Leave out the images and set down the records below exactly.

*** PROVIDED RECORDS ***

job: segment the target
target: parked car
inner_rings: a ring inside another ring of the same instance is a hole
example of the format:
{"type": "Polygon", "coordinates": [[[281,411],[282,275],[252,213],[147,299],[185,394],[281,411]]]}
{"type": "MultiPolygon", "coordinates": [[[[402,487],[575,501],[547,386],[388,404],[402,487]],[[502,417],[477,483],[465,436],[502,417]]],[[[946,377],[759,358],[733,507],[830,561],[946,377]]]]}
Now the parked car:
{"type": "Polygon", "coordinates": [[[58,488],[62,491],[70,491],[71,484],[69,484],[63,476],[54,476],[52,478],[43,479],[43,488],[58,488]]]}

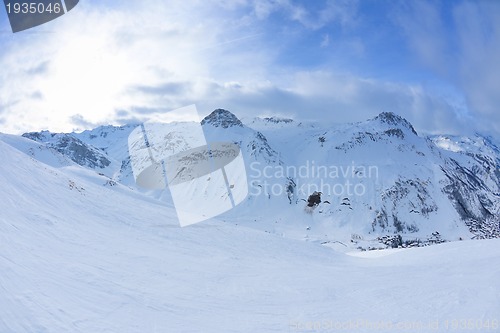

*** End of PROVIDED RECORDS ***

EXERCISE SOLUTION:
job: segment the target
target: parked car
inner_rings: a ring inside another ring of the same instance is a hole
example of the format:
{"type": "Polygon", "coordinates": [[[281,411],[282,275],[252,213],[147,299],[185,394],[281,411]]]}
{"type": "MultiPolygon", "coordinates": [[[[402,487],[575,501],[547,386],[388,404],[402,487]],[[502,417],[477,483],[465,436],[502,417]]],[[[946,377],[759,358],[733,507],[830,561],[946,377]]]]}
Now the parked car:
{"type": "Polygon", "coordinates": [[[58,488],[62,491],[70,491],[71,484],[69,484],[63,476],[54,476],[52,478],[43,479],[43,488],[58,488]]]}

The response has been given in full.